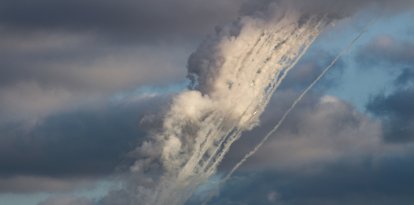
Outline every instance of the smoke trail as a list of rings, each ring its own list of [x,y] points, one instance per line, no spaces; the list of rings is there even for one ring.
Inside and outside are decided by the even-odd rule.
[[[141,147],[148,159],[131,168],[138,176],[156,163],[162,175],[132,185],[131,204],[184,204],[241,133],[258,124],[273,92],[327,24],[323,16],[274,9],[218,29],[191,55],[191,88],[173,99],[162,130]]]
[[[233,169],[229,172],[229,174],[226,176],[225,179],[228,179],[231,177],[231,175],[248,159],[250,158],[252,155],[254,155],[261,146],[263,146],[263,144],[269,139],[270,136],[272,136],[278,129],[279,127],[283,124],[283,122],[285,121],[286,117],[290,114],[290,112],[296,107],[296,105],[302,100],[302,98],[309,92],[309,90],[311,90],[320,80],[321,78],[335,65],[335,63],[342,57],[342,55],[344,55],[345,53],[347,53],[352,47],[353,45],[358,41],[358,39],[361,38],[361,36],[368,30],[368,27],[372,25],[368,24],[350,43],[349,45],[342,50],[336,57],[335,59],[321,72],[321,74],[319,74],[319,76],[299,95],[299,97],[292,103],[292,105],[289,107],[289,109],[283,114],[282,118],[279,120],[279,122],[276,124],[275,127],[273,127],[272,130],[270,130],[269,133],[267,133],[267,135],[259,142],[259,144],[257,144],[253,150],[251,150],[248,154],[246,154],[239,163],[237,163]]]
[[[353,46],[354,44],[362,37],[362,35],[367,32],[368,28],[372,26],[375,22],[372,21],[369,24],[365,26],[365,28],[348,44],[347,47],[345,47],[335,58],[332,60],[332,62],[318,75],[318,77],[296,98],[296,100],[291,104],[288,110],[283,114],[281,119],[278,121],[278,123],[270,130],[265,137],[262,138],[262,140],[250,151],[248,152],[231,170],[230,172],[219,182],[219,186],[224,184],[230,177],[233,175],[233,173],[240,168],[241,165],[246,162],[251,156],[253,156],[266,141],[279,129],[279,127],[283,124],[285,119],[289,116],[289,114],[292,112],[292,110],[296,107],[296,105],[303,99],[303,97],[322,79],[323,76],[336,64],[336,62],[344,55],[346,54]],[[207,204],[213,197],[212,192],[208,196],[207,200],[203,204]]]

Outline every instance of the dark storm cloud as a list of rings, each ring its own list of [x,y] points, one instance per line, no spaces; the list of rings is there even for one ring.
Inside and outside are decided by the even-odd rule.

◆ **Your task**:
Would you repeat each line of the listing exactly, skipping any picture?

◆ **Answer box**:
Outline every instance of the smoke trail as a list of rings, each ring its own list of [x,y] points, one instance per line, no spaces; the list of rings is there even for one ring.
Inside and outside are decided by the even-odd rule.
[[[141,147],[148,159],[131,168],[138,176],[156,163],[162,175],[132,185],[131,204],[184,204],[241,133],[258,124],[273,92],[327,24],[323,16],[274,9],[218,29],[191,55],[191,88],[173,99],[162,130]]]
[[[233,169],[229,172],[229,174],[226,176],[225,179],[228,179],[231,177],[231,175],[248,159],[250,158],[252,155],[254,155],[261,146],[263,146],[263,144],[269,139],[270,136],[272,136],[278,129],[279,127],[283,124],[283,122],[285,121],[286,117],[290,114],[290,112],[296,107],[296,105],[302,100],[302,98],[309,92],[309,90],[311,90],[320,80],[321,78],[335,65],[335,63],[342,57],[342,55],[344,55],[345,53],[347,53],[352,47],[353,45],[358,41],[358,39],[361,38],[361,36],[368,30],[368,27],[372,25],[368,24],[350,43],[349,45],[342,50],[336,57],[335,59],[321,72],[321,74],[319,74],[319,76],[299,95],[299,97],[292,103],[292,105],[289,107],[289,109],[283,114],[282,118],[279,120],[279,122],[276,124],[275,127],[273,127],[272,130],[270,130],[269,133],[267,133],[267,135],[259,142],[259,144],[257,144],[253,150],[251,150],[248,154],[246,154],[239,163],[237,163]]]
[[[353,46],[354,44],[362,37],[362,35],[367,32],[368,28],[372,26],[375,22],[372,21],[369,24],[365,26],[365,28],[348,44],[347,47],[345,47],[335,58],[332,60],[332,62],[318,75],[318,77],[296,98],[296,100],[291,104],[288,110],[283,114],[281,119],[278,121],[278,123],[270,130],[265,137],[262,138],[262,140],[250,151],[248,152],[231,170],[230,172],[219,182],[219,186],[224,184],[230,177],[233,175],[233,173],[240,168],[241,165],[246,162],[251,156],[253,156],[266,141],[279,129],[279,127],[283,124],[285,119],[289,116],[289,114],[292,112],[292,110],[296,107],[296,105],[303,99],[303,97],[322,79],[323,76],[336,64],[336,62],[344,55],[346,54]],[[207,204],[213,197],[212,192],[208,196],[207,200],[203,204]]]

Outline every instance of the dark storm cloud as a list of rings, each ring its own list of [x,y] points, one instance per line, no spaces; the list of rings is there even for one ring.
Inside and outside are decided by the even-odd rule.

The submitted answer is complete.